Photo labels with boxes
-- BEGIN --
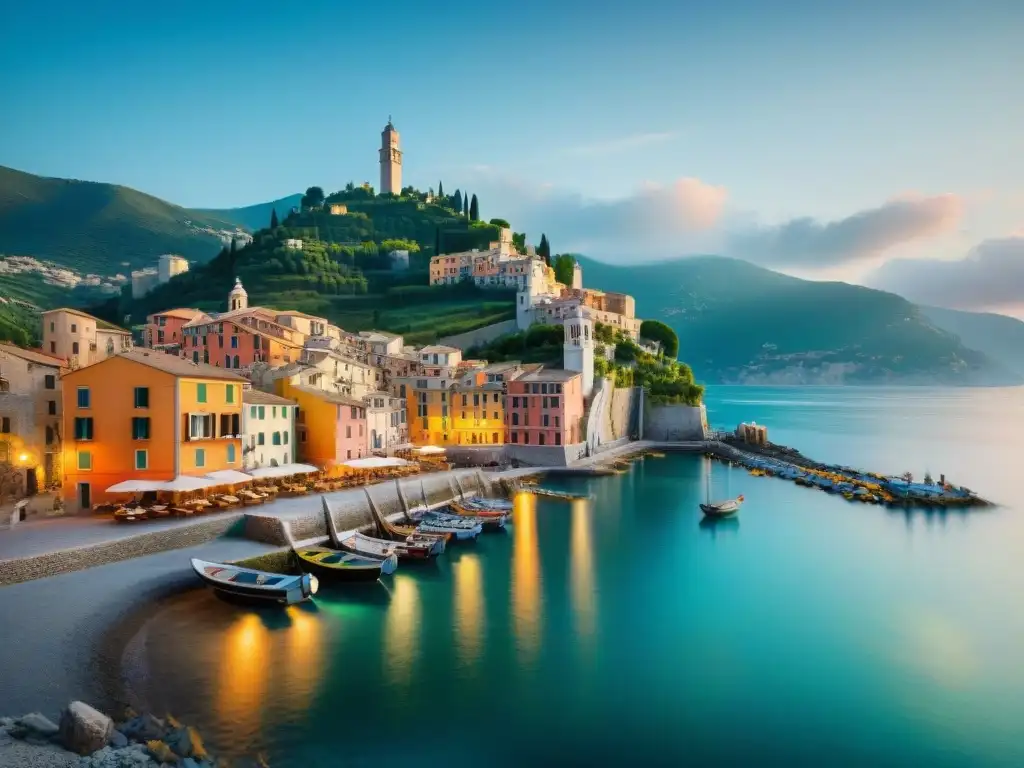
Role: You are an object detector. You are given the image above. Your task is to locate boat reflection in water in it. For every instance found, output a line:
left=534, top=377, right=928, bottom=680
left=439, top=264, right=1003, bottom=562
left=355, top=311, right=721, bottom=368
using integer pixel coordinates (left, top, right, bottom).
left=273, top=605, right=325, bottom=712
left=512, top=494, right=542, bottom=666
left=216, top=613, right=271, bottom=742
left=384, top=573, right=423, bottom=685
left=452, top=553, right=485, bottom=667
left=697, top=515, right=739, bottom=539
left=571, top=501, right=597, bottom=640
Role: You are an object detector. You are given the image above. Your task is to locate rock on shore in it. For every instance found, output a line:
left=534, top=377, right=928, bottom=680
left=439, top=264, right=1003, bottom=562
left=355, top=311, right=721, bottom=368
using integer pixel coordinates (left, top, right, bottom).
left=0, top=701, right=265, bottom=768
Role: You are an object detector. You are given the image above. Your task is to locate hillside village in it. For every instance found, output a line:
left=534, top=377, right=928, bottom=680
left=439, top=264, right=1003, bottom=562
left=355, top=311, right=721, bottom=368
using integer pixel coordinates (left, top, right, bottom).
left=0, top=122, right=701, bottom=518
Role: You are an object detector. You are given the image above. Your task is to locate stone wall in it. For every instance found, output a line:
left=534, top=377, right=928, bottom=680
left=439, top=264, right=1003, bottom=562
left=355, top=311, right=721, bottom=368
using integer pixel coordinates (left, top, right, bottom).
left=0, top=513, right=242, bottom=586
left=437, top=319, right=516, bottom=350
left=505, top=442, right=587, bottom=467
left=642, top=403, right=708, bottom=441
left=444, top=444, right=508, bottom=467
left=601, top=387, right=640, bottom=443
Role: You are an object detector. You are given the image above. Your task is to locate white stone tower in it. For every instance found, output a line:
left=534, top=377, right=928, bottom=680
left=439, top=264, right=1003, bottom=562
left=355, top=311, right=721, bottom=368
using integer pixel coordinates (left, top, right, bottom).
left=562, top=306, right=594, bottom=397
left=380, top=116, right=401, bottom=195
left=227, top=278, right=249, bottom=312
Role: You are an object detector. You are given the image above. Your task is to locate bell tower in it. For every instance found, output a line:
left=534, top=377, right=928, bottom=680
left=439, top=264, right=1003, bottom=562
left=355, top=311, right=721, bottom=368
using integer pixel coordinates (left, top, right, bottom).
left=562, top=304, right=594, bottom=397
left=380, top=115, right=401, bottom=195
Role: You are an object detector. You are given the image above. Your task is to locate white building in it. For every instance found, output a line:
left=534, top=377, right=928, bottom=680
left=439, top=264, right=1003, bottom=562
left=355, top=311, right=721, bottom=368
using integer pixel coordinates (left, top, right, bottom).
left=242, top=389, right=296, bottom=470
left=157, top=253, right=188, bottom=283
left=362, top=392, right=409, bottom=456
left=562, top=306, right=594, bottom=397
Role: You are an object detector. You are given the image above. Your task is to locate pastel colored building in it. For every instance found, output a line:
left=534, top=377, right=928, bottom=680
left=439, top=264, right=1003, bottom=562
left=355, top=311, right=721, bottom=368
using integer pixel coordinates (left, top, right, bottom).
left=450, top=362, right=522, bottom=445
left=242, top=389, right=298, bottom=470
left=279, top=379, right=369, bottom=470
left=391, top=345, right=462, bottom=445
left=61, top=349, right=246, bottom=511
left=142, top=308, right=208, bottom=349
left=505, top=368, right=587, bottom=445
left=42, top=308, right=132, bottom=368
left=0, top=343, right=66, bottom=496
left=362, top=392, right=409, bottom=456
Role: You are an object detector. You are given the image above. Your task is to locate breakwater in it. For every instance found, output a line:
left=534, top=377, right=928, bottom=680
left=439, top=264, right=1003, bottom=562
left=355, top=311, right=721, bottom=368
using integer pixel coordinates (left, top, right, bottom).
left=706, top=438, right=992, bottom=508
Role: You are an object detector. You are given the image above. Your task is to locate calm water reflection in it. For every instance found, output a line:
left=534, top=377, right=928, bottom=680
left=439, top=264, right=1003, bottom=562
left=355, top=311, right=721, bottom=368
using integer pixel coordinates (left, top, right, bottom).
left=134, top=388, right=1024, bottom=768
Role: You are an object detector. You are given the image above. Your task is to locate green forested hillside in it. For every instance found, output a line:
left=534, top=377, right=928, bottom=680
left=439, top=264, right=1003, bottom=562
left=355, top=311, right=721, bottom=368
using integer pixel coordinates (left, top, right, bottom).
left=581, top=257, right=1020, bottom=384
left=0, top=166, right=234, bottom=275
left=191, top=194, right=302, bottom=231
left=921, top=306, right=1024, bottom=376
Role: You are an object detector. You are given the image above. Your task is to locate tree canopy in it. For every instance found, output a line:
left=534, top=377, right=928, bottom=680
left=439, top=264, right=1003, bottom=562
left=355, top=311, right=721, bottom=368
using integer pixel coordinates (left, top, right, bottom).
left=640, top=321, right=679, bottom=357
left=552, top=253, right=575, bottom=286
-- END --
**Requirements:**
Which lines of the entries contain the word "white"? Pull out and copy each one, counting a match only when the case is the same.

**Final result:**
Role: You are an object detector. You are given the image above. Your task is to locate white stone tower in it. For every instance found, output a line:
Role: You are an object detector. You are given the image above. Your task is to locate white building in it. For every instance found, output a line:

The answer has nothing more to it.